Please copy out, word for word, everything from the start of the material down to and including the line that contains "191), (184, 192)]".

##### MATERIAL FOR THIS TASK

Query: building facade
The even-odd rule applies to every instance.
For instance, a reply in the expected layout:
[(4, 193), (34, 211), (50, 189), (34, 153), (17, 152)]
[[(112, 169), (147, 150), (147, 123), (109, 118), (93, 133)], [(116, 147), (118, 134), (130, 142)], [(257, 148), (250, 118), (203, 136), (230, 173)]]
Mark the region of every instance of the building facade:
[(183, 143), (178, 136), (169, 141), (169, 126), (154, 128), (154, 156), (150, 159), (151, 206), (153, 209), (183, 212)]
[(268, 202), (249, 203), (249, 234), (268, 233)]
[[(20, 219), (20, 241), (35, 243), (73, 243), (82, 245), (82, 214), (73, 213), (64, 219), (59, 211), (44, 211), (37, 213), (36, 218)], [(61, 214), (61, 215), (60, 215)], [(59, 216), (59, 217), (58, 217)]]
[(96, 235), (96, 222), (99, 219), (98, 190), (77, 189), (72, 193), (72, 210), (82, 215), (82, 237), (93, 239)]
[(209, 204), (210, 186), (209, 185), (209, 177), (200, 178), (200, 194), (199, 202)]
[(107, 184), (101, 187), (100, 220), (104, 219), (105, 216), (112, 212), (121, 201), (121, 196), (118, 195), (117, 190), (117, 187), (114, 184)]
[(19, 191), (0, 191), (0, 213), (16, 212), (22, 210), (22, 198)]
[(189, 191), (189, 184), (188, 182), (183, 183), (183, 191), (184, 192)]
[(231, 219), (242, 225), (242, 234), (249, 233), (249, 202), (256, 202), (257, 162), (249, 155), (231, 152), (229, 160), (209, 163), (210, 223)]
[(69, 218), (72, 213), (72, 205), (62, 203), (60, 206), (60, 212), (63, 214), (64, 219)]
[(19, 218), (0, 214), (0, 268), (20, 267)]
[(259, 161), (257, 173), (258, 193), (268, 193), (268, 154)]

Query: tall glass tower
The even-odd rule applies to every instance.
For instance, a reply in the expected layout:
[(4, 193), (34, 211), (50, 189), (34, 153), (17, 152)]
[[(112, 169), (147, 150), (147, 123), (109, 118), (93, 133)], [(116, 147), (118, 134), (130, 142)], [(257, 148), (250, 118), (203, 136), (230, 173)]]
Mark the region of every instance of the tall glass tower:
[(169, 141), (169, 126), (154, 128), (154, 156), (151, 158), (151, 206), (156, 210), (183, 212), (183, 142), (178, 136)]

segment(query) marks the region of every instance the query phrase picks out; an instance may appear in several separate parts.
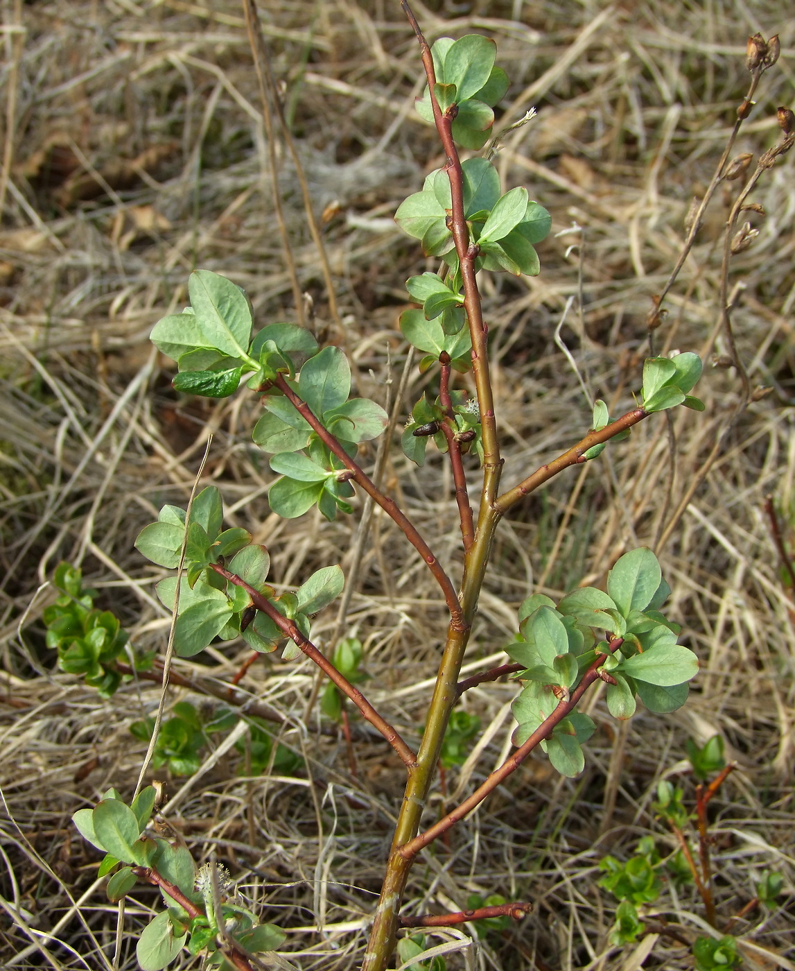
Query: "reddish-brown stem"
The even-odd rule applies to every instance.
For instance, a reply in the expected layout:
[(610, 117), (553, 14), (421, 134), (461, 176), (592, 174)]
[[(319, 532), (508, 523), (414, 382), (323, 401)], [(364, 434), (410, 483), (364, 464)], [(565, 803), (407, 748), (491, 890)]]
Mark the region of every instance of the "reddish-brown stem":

##########

(SOLUTION TO THIS EXERCISE):
Query: building facade
The even-odd rule applies to every instance.
For instance, a reply in the expected layout:
[(4, 193), (34, 211), (50, 189), (34, 153), (17, 152)]
[[(112, 169), (147, 150), (147, 123), (109, 118), (93, 133)], [(116, 147), (118, 134), (130, 142)], [(257, 148), (250, 118), (203, 136), (230, 173)]]
Mark the region of every instance of the building facade:
[(183, 143), (178, 136), (169, 141), (169, 126), (154, 128), (154, 156), (150, 159), (151, 206), (153, 209), (183, 212)]
[(268, 202), (249, 203), (249, 234), (268, 233)]
[[(20, 219), (20, 241), (35, 243), (73, 243), (82, 245), (82, 214), (73, 213), (64, 219), (59, 211), (44, 211), (37, 213), (36, 218)], [(61, 214), (61, 215), (60, 215)], [(59, 216), (59, 217), (58, 217)]]
[(96, 235), (96, 222), (99, 219), (98, 190), (77, 189), (72, 193), (72, 210), (82, 215), (82, 237), (93, 239)]
[(209, 204), (210, 186), (209, 185), (209, 177), (200, 178), (200, 194), (199, 202)]
[(107, 184), (101, 187), (100, 220), (104, 219), (105, 216), (112, 212), (121, 201), (121, 196), (118, 195), (117, 190), (117, 187), (114, 184)]
[(19, 191), (0, 191), (0, 213), (16, 212), (22, 210), (22, 198)]
[(189, 191), (189, 184), (188, 182), (183, 183), (183, 191), (184, 192)]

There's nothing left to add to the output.